*Problem details:*
For the entries below, state how many lines contain the word "steel" and add nothing else.

Stored data entries:
——

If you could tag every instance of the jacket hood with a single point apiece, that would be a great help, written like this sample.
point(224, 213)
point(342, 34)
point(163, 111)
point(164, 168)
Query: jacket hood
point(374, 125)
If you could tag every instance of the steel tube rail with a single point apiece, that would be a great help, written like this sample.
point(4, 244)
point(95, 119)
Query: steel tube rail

——

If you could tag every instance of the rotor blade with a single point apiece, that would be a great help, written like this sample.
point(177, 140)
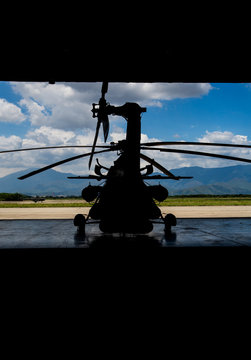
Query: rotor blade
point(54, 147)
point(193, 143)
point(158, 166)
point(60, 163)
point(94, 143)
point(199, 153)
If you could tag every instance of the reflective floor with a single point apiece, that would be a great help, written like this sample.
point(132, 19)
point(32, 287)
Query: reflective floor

——

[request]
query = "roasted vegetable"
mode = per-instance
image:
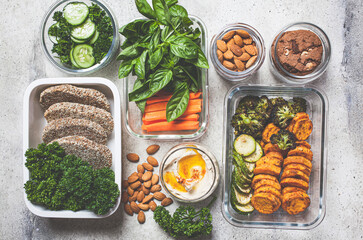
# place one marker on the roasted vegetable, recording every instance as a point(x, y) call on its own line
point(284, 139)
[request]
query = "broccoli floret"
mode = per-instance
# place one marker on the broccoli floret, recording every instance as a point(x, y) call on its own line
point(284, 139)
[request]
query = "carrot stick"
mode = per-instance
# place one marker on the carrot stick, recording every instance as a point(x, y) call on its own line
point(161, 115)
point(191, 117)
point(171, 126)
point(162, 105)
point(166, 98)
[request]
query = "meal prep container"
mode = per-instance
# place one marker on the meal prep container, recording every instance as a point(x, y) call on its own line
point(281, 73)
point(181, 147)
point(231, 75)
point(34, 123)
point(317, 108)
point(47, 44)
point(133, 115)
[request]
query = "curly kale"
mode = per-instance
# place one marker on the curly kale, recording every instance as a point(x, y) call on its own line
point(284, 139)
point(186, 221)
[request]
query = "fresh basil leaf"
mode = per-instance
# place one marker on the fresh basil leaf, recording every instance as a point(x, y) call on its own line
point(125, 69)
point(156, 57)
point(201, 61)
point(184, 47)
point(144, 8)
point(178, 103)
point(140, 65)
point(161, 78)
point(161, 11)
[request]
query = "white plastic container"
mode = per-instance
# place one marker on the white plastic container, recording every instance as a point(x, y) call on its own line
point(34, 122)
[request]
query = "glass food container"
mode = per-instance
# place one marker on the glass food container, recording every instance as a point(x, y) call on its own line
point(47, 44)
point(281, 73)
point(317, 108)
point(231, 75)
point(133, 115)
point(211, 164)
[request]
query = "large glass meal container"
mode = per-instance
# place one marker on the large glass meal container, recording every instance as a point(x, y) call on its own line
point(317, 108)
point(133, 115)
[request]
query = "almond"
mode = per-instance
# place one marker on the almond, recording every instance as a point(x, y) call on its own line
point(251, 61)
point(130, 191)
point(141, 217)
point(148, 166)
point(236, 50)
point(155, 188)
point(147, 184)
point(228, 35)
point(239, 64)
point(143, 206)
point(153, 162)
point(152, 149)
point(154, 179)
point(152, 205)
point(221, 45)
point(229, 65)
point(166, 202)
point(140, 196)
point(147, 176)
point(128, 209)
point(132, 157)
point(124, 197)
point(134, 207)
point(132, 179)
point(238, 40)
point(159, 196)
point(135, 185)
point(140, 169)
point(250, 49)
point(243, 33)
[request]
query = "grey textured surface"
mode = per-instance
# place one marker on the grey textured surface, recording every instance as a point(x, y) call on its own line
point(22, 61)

——

*Solution:*
2